▶ [Text extract]:
= = = = =

Even as state Attorney General Kathleen G. Kane questions their authority, the seven members of a special state Senate panel considering her fate are facing an unusual challenge.
They must decide whether, for the first time, the Senate and the governor should remove an elected official: Pennsylvania's top law enforcement officer.
The group is made up of four Republicans and three Democrats, selected by leaders from both parties in the GOP-controlled upper chamber. Three are lawyers.
The plan is for the panel to have a series of public hearings over the coming month, starting Monday, to explore one issue: whether Kane is able to keep serving as attorney general even though her law license has been suspended.
The state Supreme Court pulled her license, effective Oct. 22, after she was charged with perjury and other crimes. Prosecutors in Montgomery County say Kane illegally leaked confidential grand jury material in a bid to plant a newspaper story to embarrass a critic and later lied about it under oath.
In all, Kane is charged with two felony counts of perjury and 10 misdemeanors, including charges of official oppression, obstruction, false swearing, and conspiracy.
The Senate plan was carefully designed to limit debate to the issue of the suspension. The body will not be taking up the other controversies of Kane's three years in office.
The Senate is moving forward under an obscure provision that, unlike the more well-known impeachment process, does not require any action by the state House.

= = = = =

▶ [Short task 1]:
Translate this sentence from the article on the Senate panel weighing Kathleen Kane's removal into Spanish: "The group is made up of four Republicans and three Democrats, selected by leaders from both parties in the GOP-controlled upper chamber."

▶ [Listed entries]:
= = = = =

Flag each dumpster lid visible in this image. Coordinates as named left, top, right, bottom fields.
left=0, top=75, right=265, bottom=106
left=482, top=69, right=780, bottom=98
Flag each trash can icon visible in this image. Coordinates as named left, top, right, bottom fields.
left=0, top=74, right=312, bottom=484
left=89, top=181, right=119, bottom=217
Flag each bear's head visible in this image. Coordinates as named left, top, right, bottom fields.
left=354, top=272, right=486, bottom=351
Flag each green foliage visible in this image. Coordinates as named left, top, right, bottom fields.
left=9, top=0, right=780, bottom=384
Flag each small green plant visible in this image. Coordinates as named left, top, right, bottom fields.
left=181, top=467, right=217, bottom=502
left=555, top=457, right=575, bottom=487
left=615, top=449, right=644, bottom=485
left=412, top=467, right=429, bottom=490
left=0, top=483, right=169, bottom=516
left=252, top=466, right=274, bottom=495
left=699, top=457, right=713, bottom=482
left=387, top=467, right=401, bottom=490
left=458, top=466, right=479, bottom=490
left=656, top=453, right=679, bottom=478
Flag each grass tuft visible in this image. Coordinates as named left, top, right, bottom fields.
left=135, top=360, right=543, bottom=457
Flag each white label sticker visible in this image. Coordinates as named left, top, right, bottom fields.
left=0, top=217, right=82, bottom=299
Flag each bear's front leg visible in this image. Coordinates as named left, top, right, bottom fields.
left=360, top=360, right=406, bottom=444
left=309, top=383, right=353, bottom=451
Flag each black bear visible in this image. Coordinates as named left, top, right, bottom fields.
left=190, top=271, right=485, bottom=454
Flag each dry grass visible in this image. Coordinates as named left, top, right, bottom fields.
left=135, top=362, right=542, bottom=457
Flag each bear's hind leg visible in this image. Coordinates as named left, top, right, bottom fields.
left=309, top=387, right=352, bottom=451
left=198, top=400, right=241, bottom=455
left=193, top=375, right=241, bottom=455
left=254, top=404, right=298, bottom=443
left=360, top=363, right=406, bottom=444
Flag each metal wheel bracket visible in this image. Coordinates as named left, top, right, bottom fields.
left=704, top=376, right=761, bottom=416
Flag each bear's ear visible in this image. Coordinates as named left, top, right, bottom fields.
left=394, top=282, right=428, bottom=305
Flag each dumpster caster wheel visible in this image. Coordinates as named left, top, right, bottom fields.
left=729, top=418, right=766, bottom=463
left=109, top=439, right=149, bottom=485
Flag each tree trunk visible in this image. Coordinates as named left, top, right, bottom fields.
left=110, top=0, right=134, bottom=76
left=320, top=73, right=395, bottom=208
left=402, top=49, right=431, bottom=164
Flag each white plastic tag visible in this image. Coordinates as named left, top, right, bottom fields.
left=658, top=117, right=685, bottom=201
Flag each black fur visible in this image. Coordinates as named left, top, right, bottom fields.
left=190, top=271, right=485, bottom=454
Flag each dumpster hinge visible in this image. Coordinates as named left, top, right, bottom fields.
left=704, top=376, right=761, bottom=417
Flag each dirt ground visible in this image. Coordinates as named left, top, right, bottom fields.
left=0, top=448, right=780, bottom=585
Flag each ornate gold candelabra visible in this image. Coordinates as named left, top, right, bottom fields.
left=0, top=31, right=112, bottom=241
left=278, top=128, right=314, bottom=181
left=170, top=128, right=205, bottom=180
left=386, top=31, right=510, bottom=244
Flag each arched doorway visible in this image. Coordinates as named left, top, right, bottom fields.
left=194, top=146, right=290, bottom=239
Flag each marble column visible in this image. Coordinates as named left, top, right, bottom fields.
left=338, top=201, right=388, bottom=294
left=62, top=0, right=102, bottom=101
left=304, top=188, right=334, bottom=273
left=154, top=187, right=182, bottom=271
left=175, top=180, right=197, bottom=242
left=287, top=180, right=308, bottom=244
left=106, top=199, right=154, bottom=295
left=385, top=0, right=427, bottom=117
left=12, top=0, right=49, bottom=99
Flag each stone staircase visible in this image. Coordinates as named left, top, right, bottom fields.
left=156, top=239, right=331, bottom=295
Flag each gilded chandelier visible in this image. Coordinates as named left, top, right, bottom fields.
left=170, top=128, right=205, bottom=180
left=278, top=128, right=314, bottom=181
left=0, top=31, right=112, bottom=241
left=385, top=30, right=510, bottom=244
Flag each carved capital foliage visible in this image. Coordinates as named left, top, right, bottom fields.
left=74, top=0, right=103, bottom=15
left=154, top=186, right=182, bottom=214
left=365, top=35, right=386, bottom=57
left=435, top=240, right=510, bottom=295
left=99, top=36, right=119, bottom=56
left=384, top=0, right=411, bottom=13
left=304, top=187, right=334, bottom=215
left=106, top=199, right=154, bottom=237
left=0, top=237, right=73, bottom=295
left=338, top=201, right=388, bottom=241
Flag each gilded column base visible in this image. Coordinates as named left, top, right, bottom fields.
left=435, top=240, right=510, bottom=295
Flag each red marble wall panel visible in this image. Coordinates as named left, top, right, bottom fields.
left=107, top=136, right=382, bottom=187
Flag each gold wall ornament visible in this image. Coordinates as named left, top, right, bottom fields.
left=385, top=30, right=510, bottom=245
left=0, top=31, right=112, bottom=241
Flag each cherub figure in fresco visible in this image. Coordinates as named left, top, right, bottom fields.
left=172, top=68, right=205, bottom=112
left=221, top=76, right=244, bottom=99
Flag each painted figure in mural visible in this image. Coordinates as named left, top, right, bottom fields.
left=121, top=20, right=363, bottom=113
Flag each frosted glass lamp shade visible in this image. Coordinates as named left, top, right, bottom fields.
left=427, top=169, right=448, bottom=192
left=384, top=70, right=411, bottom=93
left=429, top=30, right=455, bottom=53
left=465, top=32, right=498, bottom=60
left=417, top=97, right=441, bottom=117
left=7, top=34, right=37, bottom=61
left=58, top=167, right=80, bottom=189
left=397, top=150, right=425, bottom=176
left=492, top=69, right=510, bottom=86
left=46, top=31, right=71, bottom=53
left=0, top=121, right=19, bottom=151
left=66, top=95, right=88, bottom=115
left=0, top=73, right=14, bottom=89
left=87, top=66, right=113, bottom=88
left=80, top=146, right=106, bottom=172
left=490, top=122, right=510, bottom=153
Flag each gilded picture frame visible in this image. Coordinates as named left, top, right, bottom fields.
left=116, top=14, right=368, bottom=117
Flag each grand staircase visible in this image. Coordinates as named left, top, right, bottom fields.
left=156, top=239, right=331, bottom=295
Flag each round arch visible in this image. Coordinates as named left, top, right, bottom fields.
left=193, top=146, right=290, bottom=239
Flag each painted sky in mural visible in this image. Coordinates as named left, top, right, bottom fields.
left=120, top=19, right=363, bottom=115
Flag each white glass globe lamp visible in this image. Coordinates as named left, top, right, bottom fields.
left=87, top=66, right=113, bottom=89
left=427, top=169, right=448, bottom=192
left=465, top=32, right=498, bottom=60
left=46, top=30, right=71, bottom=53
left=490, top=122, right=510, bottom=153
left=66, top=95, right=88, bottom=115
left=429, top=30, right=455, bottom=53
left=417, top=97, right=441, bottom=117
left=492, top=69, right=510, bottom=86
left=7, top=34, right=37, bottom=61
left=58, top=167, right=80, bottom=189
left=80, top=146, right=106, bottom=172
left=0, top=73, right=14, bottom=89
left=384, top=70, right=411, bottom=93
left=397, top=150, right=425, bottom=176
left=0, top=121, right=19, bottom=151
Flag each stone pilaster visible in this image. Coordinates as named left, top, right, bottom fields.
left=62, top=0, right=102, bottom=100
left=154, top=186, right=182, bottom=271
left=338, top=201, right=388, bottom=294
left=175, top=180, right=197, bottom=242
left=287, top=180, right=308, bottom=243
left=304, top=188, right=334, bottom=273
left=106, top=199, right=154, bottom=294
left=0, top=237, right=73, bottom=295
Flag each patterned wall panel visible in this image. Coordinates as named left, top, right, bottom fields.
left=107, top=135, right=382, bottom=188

= = = = =

▶ [Short task 2]:
Resize the bounding boxes in the rows, starting with the line that contains "Flag each metal" and going on through the line that contains "left=704, top=376, right=761, bottom=417". Write out only those lines, requests included, with each bounding-box coordinate multiplied by 0.25 and rounded to a whole number, halves rounded up.

▶ [Task answer 1]:
El grupo está formado por cuatro republicanos y tres demócratas, elegidos por los líderes de ambos partidos en la cámara alta, controlada por el Partido Republicano.

▶ [Task answer 2]:
Flag each metal wheel bracket visible in this image. Coordinates as named left, top, right, bottom fields.
left=176, top=94, right=190, bottom=104
Flag each bear's ear visible in this image. Coordinates as named left, top, right, bottom fields.
left=99, top=71, right=107, bottom=76
Flag each dumpster caster wheel visible in this image. Coordinates as named left, top, right, bottom fields.
left=182, top=105, right=192, bottom=116
left=27, top=110, right=37, bottom=121
Flag each tree trunk visible in this image. Coordinates as named left, top, right, bottom fields.
left=28, top=0, right=34, bottom=19
left=80, top=18, right=99, bottom=52
left=101, top=12, right=108, bottom=41
Flag each white plastic tag visible in this image. Coordinates as named left, top, right, bottom fields.
left=165, top=29, right=171, bottom=50
Flag each black fur visible in this image. Coordinates as named left, top, right, bottom fields.
left=48, top=68, right=121, bottom=114
Flag each dumpster hinge visible in this image. Coordinates as named left, top, right, bottom fields.
left=176, top=94, right=190, bottom=104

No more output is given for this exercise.